## START RECORDS PROVIDED

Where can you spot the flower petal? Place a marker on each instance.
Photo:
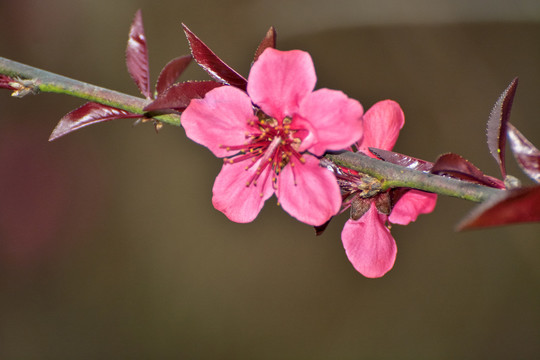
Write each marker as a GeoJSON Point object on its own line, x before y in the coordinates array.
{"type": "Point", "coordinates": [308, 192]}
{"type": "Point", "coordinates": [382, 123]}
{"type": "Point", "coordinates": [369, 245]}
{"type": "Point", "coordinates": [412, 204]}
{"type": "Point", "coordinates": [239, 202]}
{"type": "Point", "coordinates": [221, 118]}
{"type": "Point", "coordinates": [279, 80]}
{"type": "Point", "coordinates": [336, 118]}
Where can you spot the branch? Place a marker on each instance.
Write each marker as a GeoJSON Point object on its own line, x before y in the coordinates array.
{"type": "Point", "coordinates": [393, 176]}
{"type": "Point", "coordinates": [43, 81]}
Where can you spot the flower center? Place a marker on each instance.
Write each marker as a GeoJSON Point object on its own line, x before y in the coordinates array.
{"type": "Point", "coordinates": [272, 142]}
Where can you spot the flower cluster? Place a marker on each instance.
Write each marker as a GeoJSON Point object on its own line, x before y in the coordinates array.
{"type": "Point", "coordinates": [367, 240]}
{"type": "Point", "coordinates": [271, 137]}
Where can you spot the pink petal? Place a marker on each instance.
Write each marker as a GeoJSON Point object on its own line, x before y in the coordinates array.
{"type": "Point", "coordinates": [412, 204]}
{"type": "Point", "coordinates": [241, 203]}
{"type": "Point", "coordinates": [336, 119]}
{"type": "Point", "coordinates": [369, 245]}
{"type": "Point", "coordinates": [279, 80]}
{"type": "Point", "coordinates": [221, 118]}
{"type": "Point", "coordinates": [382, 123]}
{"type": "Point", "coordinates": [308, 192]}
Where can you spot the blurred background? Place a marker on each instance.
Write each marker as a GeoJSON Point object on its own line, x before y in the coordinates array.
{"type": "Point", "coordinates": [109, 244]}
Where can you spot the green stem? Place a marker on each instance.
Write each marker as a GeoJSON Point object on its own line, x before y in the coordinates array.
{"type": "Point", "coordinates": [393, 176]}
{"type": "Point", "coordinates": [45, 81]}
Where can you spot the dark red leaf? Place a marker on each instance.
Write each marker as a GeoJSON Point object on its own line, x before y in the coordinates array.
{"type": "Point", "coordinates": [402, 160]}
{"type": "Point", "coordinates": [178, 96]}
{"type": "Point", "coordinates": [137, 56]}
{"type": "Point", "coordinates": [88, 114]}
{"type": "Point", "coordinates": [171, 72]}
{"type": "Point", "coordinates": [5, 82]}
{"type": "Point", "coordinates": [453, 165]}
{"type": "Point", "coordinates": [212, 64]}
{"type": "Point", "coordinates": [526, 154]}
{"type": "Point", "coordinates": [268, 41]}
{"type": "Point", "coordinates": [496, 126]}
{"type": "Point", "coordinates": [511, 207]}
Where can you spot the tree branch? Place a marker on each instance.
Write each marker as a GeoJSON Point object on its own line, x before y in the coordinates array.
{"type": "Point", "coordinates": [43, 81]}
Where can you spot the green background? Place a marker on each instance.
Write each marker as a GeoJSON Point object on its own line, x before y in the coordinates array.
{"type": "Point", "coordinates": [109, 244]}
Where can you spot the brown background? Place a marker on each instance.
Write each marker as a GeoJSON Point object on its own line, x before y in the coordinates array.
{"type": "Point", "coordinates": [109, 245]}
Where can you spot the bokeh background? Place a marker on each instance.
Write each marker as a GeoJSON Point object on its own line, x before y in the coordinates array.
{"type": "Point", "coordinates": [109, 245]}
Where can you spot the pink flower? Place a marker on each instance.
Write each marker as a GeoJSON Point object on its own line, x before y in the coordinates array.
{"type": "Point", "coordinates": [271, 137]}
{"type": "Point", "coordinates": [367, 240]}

## END RECORDS PROVIDED
## START RECORDS PROVIDED

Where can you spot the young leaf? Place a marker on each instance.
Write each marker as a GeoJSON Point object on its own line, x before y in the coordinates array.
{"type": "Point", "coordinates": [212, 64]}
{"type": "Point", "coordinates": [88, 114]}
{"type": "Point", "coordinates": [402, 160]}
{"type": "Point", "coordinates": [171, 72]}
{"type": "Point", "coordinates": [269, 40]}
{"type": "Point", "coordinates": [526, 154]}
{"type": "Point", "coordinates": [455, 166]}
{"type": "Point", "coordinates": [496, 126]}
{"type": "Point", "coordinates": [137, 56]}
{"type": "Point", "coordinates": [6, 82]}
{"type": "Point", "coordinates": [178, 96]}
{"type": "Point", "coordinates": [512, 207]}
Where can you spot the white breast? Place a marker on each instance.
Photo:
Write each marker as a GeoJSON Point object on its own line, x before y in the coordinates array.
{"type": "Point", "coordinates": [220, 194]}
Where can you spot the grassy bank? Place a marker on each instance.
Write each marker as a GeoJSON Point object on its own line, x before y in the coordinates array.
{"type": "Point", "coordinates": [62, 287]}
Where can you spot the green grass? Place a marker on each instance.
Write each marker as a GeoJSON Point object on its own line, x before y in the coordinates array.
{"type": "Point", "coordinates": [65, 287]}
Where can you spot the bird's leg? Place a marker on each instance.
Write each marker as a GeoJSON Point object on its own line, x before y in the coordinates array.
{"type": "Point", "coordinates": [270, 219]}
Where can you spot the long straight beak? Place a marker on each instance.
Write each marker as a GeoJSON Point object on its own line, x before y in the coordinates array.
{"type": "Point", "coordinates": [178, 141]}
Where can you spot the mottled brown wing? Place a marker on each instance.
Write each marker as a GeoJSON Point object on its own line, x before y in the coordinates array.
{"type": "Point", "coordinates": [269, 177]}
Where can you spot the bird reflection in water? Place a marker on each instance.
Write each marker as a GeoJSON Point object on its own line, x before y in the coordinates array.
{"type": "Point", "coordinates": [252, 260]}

## END RECORDS PROVIDED

### SET EXERCISE
Count the lines in the data above that contain the word "pink", matching case, and give only that number.

### FINAL RESULT
2